WHAT THIS TASK INVOLVES
Recast the lines starting with the line containing "search for palm" and going on through the line containing "left=0, top=0, right=200, bottom=71" as a Markdown table with two columns, Number and Text, numbering each line in order and leaving out any blank lines.

BEGIN SOURCE DATA

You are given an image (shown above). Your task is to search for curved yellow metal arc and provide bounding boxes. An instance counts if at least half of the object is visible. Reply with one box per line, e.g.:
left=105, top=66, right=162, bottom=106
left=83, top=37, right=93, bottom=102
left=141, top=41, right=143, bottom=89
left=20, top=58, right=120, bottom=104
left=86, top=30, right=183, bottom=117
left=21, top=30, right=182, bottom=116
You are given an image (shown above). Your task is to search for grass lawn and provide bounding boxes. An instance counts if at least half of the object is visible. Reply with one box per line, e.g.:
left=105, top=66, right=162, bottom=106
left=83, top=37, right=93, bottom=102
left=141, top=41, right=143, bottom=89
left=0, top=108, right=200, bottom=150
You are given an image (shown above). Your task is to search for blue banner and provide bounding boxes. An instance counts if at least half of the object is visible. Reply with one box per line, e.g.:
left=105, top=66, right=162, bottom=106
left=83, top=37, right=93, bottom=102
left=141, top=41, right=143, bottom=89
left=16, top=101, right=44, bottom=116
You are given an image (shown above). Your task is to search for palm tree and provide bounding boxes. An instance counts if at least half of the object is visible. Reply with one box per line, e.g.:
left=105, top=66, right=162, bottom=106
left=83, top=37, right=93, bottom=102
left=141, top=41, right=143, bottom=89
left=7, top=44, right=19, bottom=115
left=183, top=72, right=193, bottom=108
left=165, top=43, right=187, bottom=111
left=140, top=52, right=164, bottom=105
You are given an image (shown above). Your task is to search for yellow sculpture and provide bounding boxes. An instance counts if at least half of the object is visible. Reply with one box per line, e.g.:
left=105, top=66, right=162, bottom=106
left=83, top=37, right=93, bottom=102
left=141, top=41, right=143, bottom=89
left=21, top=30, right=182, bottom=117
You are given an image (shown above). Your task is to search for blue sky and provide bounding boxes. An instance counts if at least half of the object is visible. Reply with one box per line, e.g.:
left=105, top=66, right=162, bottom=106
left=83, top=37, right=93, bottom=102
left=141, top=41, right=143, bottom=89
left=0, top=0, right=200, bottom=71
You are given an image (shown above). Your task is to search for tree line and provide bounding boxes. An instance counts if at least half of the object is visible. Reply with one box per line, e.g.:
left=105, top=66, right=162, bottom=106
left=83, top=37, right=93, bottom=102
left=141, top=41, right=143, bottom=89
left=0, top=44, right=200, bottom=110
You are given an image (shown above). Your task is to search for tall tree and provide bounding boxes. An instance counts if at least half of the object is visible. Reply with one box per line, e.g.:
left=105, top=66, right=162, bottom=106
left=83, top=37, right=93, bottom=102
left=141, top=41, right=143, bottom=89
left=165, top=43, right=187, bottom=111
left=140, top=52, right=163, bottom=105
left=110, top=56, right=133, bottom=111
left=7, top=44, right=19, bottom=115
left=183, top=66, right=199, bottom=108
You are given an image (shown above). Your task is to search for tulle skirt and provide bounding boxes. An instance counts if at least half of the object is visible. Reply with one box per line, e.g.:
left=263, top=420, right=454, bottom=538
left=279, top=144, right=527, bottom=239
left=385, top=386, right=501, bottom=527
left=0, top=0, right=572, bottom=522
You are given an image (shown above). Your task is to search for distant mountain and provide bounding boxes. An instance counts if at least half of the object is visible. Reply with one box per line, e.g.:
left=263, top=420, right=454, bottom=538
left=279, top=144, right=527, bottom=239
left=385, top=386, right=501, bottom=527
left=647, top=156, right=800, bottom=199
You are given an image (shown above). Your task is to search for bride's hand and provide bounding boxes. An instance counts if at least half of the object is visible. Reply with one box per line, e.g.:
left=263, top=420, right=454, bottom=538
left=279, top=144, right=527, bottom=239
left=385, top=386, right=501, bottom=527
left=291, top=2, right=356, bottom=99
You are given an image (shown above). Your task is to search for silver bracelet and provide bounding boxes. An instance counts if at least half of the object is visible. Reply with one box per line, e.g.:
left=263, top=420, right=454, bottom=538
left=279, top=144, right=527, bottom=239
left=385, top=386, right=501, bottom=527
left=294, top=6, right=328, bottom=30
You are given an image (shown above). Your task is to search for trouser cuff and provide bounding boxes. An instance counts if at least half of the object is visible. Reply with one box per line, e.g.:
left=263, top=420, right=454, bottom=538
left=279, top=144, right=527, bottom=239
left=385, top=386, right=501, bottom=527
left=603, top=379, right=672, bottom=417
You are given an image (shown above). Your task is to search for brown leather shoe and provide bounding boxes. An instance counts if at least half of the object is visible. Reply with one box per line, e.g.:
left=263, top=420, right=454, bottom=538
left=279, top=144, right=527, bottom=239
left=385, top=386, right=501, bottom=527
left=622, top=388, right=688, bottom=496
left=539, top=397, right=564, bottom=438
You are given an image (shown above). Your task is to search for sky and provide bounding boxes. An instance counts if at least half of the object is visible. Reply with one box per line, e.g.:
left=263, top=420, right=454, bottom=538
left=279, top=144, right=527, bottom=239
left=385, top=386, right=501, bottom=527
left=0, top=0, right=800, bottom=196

END SOURCE DATA

THE SOLUTION
| Number | Text |
|---|---|
| 1 | You are given an image (shown above). Your task is to search for palm tree and provide bounding boxes. An instance counts if at least half of the object is visible. Reply with one box per line, e.g.: |
| 2 | left=105, top=66, right=162, bottom=106 |
| 3 | left=83, top=37, right=93, bottom=102 |
| 4 | left=141, top=41, right=143, bottom=89 |
| 5 | left=7, top=44, right=19, bottom=115 |
| 6 | left=183, top=72, right=193, bottom=108 |
| 7 | left=165, top=43, right=187, bottom=111 |
| 8 | left=140, top=52, right=164, bottom=105 |
| 9 | You are given an image (shown above). Your task is to search for yellow sculpture and provide bounding boxes. An instance counts if at least half of the object is visible. Reply with one box per line, e.g.: |
| 10 | left=105, top=66, right=162, bottom=106 |
| 11 | left=83, top=37, right=93, bottom=102 |
| 12 | left=141, top=41, right=143, bottom=89 |
| 13 | left=21, top=30, right=182, bottom=117 |
| 14 | You are given an image (shown above). Your task is to search for blue sky and provide bounding boxes. An instance counts if at least half of the object is visible. Reply with one box per line, e.g.: |
| 15 | left=105, top=66, right=162, bottom=106 |
| 16 | left=83, top=37, right=93, bottom=102 |
| 17 | left=141, top=41, right=143, bottom=89 |
| 18 | left=0, top=0, right=200, bottom=71 |